(Text block):
** Start **

This is an old revision of the document!
A recycle head node name, seems appropriate.
The new hardware has been delivered and rack&stacked. First priority was looking around while /home was copied from greentail:/home. This cluster is comprised of one head node (sharptail) and 5 compute nodes (n33-n37). The head node has a 48 TB disk array and 128 GB of memory. The compute nodes each have 256 GB of memory and offer dual 8 core chips. With so much memory, hyperthreading has been turned on doubling the number of cores the operating systems recognizes (so 32 cores per node). Each node also contain 4 GPUs. The entire cluster provides for 1.3+ TB of memory and 20+ Teraflops of computational power. That's almost 7x what we currently have. All these resources will be made available via the Lava scheduler later on.
July and August 2013 I'll call the “Recess! Stay&Play” period. Due to vacation days and all that, final configuration will not be achieved till later this summer. So sharptail is open for ssh access during this time. You may run whatever you want directly on these nodes. There is no scheduler. Your on your own. You can also ssh to the nodes from sharptail. I've advised the unix admins to not help out with any problems (they are busy enough) and the configuration is still foreign to me. So help each other out if possible.
Sharptail is slated to become our file server for /home taking over from greentail. Cut over will be last step before going into production. Meanwhile the first sync from greentail to sharptail is about to finish but refreshes will happen. When a refresh happens:
So it's important that if you want to keep stuff on sharptail you need to copy that to greentail before a refresh happens. I suggest you create a ~/sharptail directory and work inside of that on sharptail. You can transfer files like so:
So in short, in the future, sharptail:/home is our active file system while greentail:/home will become say greentail:/home_backup (inactive). They will be kept in sync and rsnapshot'ed on both disk arrays so we have a better backup/restore strategy.

** End **

[Position identification entries]

** Start **

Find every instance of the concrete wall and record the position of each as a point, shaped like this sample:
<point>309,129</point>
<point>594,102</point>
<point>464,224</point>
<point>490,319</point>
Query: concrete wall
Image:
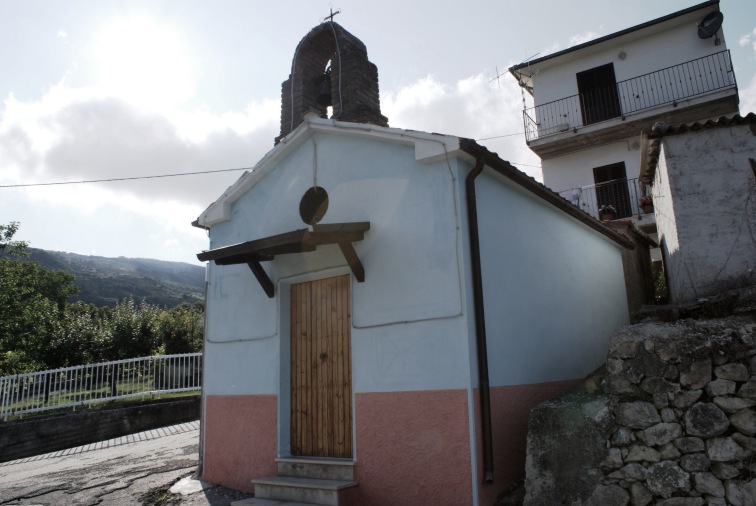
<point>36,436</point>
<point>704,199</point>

** End **
** Start **

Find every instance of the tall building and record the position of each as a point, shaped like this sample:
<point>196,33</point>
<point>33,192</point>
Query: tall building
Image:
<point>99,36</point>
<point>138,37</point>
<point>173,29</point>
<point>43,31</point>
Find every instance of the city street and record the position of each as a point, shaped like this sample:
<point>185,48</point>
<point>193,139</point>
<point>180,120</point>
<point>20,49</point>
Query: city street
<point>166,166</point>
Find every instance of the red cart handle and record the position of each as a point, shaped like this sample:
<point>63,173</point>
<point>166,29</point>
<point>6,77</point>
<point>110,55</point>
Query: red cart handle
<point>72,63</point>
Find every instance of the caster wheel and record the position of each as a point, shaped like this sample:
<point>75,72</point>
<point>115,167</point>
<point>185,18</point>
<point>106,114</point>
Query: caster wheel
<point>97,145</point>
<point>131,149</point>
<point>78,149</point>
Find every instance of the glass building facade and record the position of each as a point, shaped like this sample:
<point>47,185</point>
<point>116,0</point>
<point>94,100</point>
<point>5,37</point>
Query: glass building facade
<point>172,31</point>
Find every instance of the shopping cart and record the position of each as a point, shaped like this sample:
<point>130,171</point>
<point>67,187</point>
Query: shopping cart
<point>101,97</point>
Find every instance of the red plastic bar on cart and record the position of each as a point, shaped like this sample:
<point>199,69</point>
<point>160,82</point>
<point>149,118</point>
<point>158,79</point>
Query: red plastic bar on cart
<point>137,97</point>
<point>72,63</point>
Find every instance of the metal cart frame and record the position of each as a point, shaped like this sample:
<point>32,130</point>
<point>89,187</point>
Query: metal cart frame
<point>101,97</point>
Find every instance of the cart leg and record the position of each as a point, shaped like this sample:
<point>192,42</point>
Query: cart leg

** End **

(Challenge): Translate this sentence from the cluster setup notes into Spanish: "The head node has a 48 TB disk array and 128 GB of memory."

(Finished task): El nodo principal tiene un arreglo de discos de 48 TB y 128 GB de memoria.